» **What is required**: Every line of the data below is to be retyped exactly.

» **Given data**:
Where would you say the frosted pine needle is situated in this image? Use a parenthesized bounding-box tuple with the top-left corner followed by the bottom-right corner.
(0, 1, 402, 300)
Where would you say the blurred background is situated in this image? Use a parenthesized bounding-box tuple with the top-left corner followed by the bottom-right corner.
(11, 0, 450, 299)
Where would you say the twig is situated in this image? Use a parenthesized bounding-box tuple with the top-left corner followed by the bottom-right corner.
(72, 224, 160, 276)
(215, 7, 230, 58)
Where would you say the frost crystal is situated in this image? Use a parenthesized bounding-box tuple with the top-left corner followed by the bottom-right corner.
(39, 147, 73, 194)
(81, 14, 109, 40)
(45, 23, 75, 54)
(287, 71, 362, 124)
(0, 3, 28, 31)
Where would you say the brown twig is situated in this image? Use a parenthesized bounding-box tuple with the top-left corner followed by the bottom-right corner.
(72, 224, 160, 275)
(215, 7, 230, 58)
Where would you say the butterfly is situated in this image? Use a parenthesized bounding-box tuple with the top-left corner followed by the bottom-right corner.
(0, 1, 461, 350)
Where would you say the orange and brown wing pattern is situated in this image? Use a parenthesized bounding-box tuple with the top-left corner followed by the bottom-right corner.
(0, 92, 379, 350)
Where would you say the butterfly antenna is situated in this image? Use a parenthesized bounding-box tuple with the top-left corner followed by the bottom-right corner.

» **Answer section**:
Where would you say the frosted pine needle is situated in this image? Use a parenthesized bounding-box tuple with the top-left corner followed by the bottom-right corner.
(0, 1, 402, 300)
Where would you say the blurred background is situated in this image? Use a parenthesized bounding-box tuple with the top-left corner followed by the bottom-right corner.
(11, 0, 450, 299)
Where would you say the twig is situated in this image? Use a parenthesized bounding-box tuple with the top-left corner followed by the bottom-right corner.
(72, 224, 160, 276)
(215, 7, 230, 58)
Where would you say the frost crystal is situated in this image? Use a parenthesized bounding-box tuple with the top-left corner followed by the bottom-right corner.
(39, 147, 73, 194)
(81, 14, 109, 40)
(45, 23, 75, 54)
(287, 71, 362, 124)
(0, 3, 28, 31)
Where would you say the brown twig is situated in this image? Use a parenthesized bounding-box tuple with the top-left corner followed by the bottom-right corner.
(72, 224, 160, 275)
(215, 7, 230, 58)
Where would you say the butterfly is situated in this image? Use a parenthesized bounding-box tuple with the top-left corner followed by the bottom-right corner.
(0, 1, 461, 350)
Where would you say the orange and brown wing pattern is situated in this image? Use a parenthesized bounding-box tuple with the top-left corner followed by the bottom-right corner.
(0, 92, 379, 350)
Where would you say the butterfly antenna is situated in this image? Use a parenthesized bounding-box tuple with the top-left corner followed by the bottom-right corner.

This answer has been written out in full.